INFORMATION SUPPLIED
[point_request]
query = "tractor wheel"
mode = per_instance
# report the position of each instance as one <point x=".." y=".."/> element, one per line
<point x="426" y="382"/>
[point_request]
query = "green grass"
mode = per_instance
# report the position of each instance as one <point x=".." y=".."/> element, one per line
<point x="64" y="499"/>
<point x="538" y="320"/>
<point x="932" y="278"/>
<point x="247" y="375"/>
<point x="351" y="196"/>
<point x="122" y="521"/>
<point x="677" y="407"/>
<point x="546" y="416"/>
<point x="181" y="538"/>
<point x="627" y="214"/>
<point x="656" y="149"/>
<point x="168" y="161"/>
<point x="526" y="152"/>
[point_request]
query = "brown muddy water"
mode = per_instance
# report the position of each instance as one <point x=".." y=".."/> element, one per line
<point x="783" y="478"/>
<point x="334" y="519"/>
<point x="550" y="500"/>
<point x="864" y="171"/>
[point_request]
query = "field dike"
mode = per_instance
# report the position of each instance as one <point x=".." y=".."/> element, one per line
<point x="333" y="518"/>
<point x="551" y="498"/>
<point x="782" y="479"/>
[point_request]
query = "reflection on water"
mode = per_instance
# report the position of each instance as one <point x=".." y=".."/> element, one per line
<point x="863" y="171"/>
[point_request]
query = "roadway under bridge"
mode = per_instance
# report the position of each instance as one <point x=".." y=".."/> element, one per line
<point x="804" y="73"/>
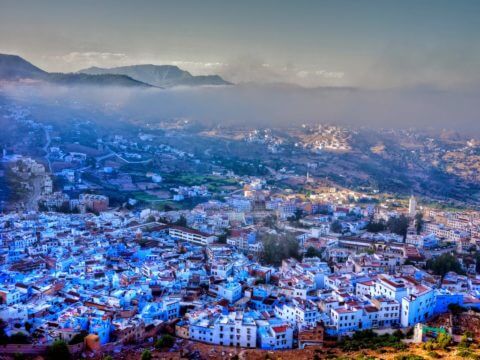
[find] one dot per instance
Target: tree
(443, 264)
(443, 340)
(279, 247)
(398, 225)
(336, 227)
(58, 351)
(181, 222)
(298, 214)
(418, 222)
(376, 227)
(19, 338)
(166, 341)
(312, 252)
(28, 326)
(78, 338)
(146, 355)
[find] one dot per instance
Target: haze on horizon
(368, 44)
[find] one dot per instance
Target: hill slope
(159, 75)
(15, 68)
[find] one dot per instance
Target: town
(115, 242)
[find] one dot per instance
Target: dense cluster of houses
(123, 275)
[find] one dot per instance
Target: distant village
(248, 264)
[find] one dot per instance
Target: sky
(379, 44)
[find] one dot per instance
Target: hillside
(15, 68)
(159, 75)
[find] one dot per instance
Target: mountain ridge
(159, 75)
(16, 68)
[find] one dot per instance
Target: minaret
(412, 206)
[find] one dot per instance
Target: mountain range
(15, 68)
(159, 75)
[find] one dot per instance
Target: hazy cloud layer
(272, 106)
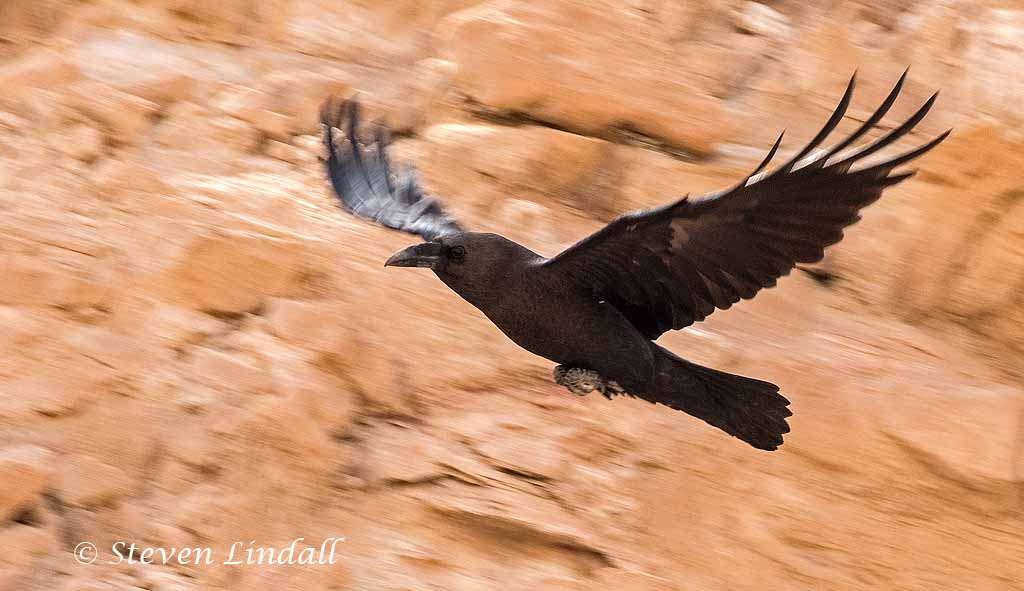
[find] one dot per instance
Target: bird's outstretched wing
(365, 183)
(670, 266)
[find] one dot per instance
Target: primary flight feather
(597, 307)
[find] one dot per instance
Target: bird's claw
(582, 382)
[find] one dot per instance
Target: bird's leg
(582, 382)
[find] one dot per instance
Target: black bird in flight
(597, 307)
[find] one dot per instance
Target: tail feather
(748, 409)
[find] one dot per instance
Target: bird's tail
(744, 408)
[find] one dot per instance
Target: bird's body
(597, 307)
(558, 321)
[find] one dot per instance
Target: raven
(597, 307)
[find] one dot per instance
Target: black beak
(427, 254)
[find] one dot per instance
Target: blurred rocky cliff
(199, 347)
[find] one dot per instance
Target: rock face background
(200, 348)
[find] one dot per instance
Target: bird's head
(470, 263)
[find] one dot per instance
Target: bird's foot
(582, 382)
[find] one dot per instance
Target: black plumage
(598, 305)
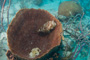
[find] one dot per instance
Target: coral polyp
(23, 35)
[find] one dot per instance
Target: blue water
(79, 42)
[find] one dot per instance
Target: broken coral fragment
(69, 9)
(23, 36)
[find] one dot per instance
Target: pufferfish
(49, 26)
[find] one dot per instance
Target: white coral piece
(34, 52)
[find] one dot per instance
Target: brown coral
(23, 38)
(69, 9)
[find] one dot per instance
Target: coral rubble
(69, 9)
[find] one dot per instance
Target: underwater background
(76, 31)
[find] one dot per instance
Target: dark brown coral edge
(23, 36)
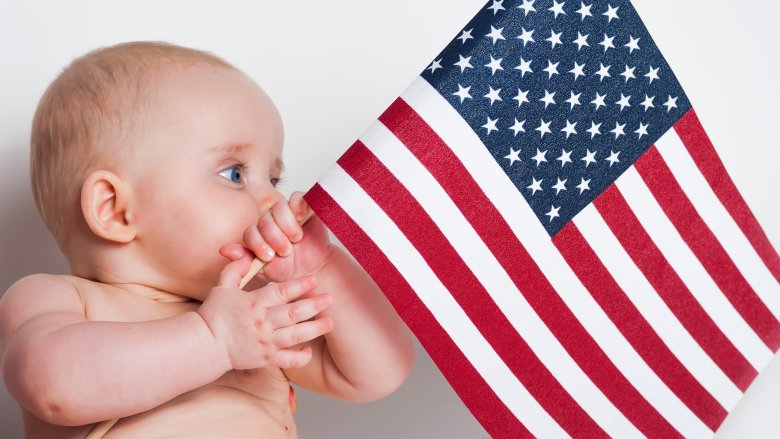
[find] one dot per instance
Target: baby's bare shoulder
(38, 295)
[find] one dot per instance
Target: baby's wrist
(214, 347)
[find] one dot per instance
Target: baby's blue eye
(233, 173)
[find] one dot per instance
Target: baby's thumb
(233, 272)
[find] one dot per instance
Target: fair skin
(152, 327)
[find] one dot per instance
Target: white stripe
(719, 221)
(638, 289)
(402, 254)
(472, 250)
(691, 271)
(472, 153)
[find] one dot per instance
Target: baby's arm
(70, 371)
(369, 352)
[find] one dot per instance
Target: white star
(494, 64)
(574, 99)
(539, 157)
(497, 6)
(594, 130)
(555, 38)
(551, 69)
(435, 65)
(618, 131)
(628, 73)
(493, 95)
(599, 100)
(607, 43)
(518, 127)
(553, 213)
(490, 125)
(577, 70)
(670, 103)
(584, 185)
(527, 7)
(611, 13)
(623, 102)
(463, 93)
(612, 159)
(522, 96)
(495, 34)
(536, 185)
(633, 44)
(560, 186)
(513, 156)
(524, 67)
(590, 157)
(569, 128)
(648, 103)
(544, 128)
(548, 99)
(642, 130)
(585, 10)
(557, 8)
(565, 157)
(527, 37)
(603, 72)
(652, 74)
(466, 35)
(464, 63)
(581, 41)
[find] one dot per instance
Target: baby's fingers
(303, 332)
(285, 219)
(291, 358)
(292, 313)
(283, 292)
(233, 272)
(273, 235)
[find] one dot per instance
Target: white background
(332, 67)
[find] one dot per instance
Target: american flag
(546, 213)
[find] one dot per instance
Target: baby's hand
(289, 249)
(258, 328)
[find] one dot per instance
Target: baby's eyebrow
(232, 147)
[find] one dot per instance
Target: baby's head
(153, 152)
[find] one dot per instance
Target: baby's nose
(267, 199)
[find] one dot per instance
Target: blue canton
(565, 95)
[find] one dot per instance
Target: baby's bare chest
(251, 402)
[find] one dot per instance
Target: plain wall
(332, 68)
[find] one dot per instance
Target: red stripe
(488, 409)
(466, 289)
(613, 300)
(705, 246)
(667, 283)
(434, 154)
(700, 148)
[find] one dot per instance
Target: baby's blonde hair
(85, 117)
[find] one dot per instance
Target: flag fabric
(546, 213)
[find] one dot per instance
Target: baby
(155, 168)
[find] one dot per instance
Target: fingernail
(267, 254)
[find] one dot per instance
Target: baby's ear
(105, 206)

EXERCISE DETAILS
Reproduce each entry verbatim, excluding any embedded images.

ANSWER IN FULL
[point_request]
query = "tractor wheel"
mode = per_instance
# report the position of each instance as one <point x=".." y=".."/> element, one per line
<point x="426" y="382"/>
[point_request]
query = "green grass"
mode = per_instance
# report the position of each instance as one <point x=".." y=".."/> element, one per line
<point x="64" y="499"/>
<point x="538" y="320"/>
<point x="932" y="278"/>
<point x="247" y="375"/>
<point x="351" y="196"/>
<point x="122" y="521"/>
<point x="677" y="407"/>
<point x="546" y="416"/>
<point x="181" y="538"/>
<point x="627" y="214"/>
<point x="656" y="149"/>
<point x="168" y="161"/>
<point x="526" y="152"/>
[point_request]
query = "brown muddy water"
mode = per_instance
# report the position of each instance as one <point x=".." y=".."/> element, one per line
<point x="783" y="478"/>
<point x="334" y="519"/>
<point x="550" y="500"/>
<point x="864" y="171"/>
[point_request]
query = "field dike"
mode = per_instance
# report the position of each instance as one <point x=".." y=".."/> element, one per line
<point x="333" y="518"/>
<point x="551" y="498"/>
<point x="782" y="479"/>
[point_request]
query = "reflection on water"
mode = per_instance
# report the position of each instance as one <point x=".." y=".."/> element, one per line
<point x="863" y="171"/>
[point_request]
query = "roadway under bridge"
mode = per_instance
# report the position of each instance as one <point x=".." y=".."/> element, one per line
<point x="804" y="73"/>
[find] one dot per instance
Target: tree
(443, 264)
(443, 340)
(279, 247)
(398, 225)
(336, 227)
(58, 351)
(181, 222)
(298, 214)
(418, 222)
(376, 227)
(19, 338)
(166, 341)
(312, 252)
(28, 326)
(78, 338)
(146, 355)
[find] one dot per instance
Target: haze on horizon
(368, 44)
[find] one dot per instance
Target: hill slope
(159, 75)
(15, 68)
[find] one dot per instance
Target: town
(115, 242)
[find] one dot per instance
Target: dense cluster of houses
(123, 275)
[find] one dot per instance
Target: distant village
(248, 264)
[find] one dot per instance
Target: sky
(379, 44)
[find] one dot per instance
Target: hillside
(15, 68)
(159, 75)
[find] one dot per instance
Target: mountain ridge
(159, 75)
(16, 68)
[find] one dot per instance
Target: minaret
(412, 206)
[find] one dot per instance
Target: mountain range
(15, 68)
(159, 75)
[find] one dot per instance
Target: hazy cloud layer
(272, 106)
[find] one dot per instance
Target: bird's outstretched wing
(365, 183)
(670, 266)
[find] one dot per instance
Target: primary flight feather
(597, 307)
[find] one dot per instance
Target: bird's claw
(582, 382)
[find] one dot per instance
Target: bird's leg
(582, 382)
[find] one dot per instance
Target: black bird in flight
(597, 307)
[find] one dot per instance
Target: tail feather
(748, 409)
[find] one dot per instance
Target: bird's tail
(744, 408)
[find] one dot per instance
Target: bird's body
(597, 307)
(558, 321)
[find] one dot per instance
Target: raven
(597, 307)
[find] one dot per instance
Target: black beak
(427, 254)
[find] one dot per instance
Target: blurred rocky cliff
(199, 347)
[find] one dot per instance
Target: rock face background
(200, 348)
[find] one dot per instance
Target: bird's head
(470, 263)
[find] one dot per instance
Target: bird's foot
(582, 382)
[find] one dot per instance
Target: black plumage
(598, 305)
[find] one dot per instance
Target: coral polyp
(23, 35)
[find] one dot per instance
Target: blue water
(79, 42)
[find] one dot per instance
Target: broken coral fragment
(69, 9)
(23, 36)
[find] one dot per instance
Target: pufferfish
(49, 26)
[find] one dot per instance
Target: white coral piece
(34, 52)
[find] one dot per instance
Target: brown coral
(23, 38)
(69, 9)
[find] one dot per instance
Target: coral rubble
(69, 9)
[find] one dot per instance
Target: underwater background
(76, 31)
[find] one dot per instance
Target: dark brown coral edge
(23, 36)
[find] one dot per instance
Target: baby's bare shoulder
(38, 295)
[find] one dot per instance
Target: baby's wrist
(214, 347)
[find] one dot per instance
Target: baby's blue eye
(233, 173)
[find] one dot per instance
Target: baby's thumb
(233, 272)
[find] one dot per instance
Target: fair skin
(152, 327)
[find] one dot per instance
Target: white stripe
(719, 221)
(638, 289)
(402, 254)
(472, 250)
(691, 271)
(472, 153)
[find] one dot per instance
Target: baby's arm
(70, 371)
(369, 352)
[find] one dot per instance
Target: white star
(494, 64)
(574, 99)
(539, 157)
(497, 6)
(594, 130)
(555, 38)
(551, 69)
(435, 65)
(618, 131)
(628, 73)
(493, 95)
(599, 100)
(607, 43)
(518, 127)
(553, 213)
(490, 125)
(577, 70)
(670, 103)
(584, 185)
(527, 7)
(611, 13)
(623, 102)
(463, 93)
(612, 159)
(522, 96)
(495, 34)
(536, 185)
(633, 44)
(560, 186)
(513, 156)
(524, 67)
(590, 157)
(569, 128)
(648, 103)
(544, 128)
(548, 99)
(642, 130)
(585, 10)
(557, 8)
(565, 157)
(527, 37)
(603, 72)
(652, 74)
(466, 35)
(464, 63)
(581, 41)
[find] one dot per instance
Target: baby's fingers
(303, 332)
(285, 219)
(291, 358)
(292, 313)
(283, 292)
(233, 272)
(273, 235)
[find] one dot per instance
Target: white background
(332, 67)
[find] one dot per instance
Target: american flag
(546, 213)
[find] one dot per instance
Target: baby's hand
(289, 249)
(258, 328)
[find] one dot per instance
Target: baby's eyebrow
(232, 147)
[find] one dot per instance
Target: baby's head
(153, 152)
[find] one dot per instance
Target: baby's nose
(267, 199)
[find] one dot per instance
Target: blue canton
(565, 95)
[find] one dot per instance
Target: baby's bare chest
(251, 402)
[find] one dot per instance
Target: plain wall
(332, 68)
[find] one dot per instance
Target: red stripe
(488, 409)
(466, 289)
(613, 300)
(705, 246)
(667, 283)
(434, 154)
(700, 148)
[find] one dot per instance
Target: baby's blonde hair
(85, 117)
[find] one dot per instance
Target: flag fabric
(546, 213)
[find] one dot per instance
Target: baby
(155, 168)
[find] one dot per instance
Target: fingernail
(267, 254)
[find] one dot per instance
Target: baby's ear
(105, 206)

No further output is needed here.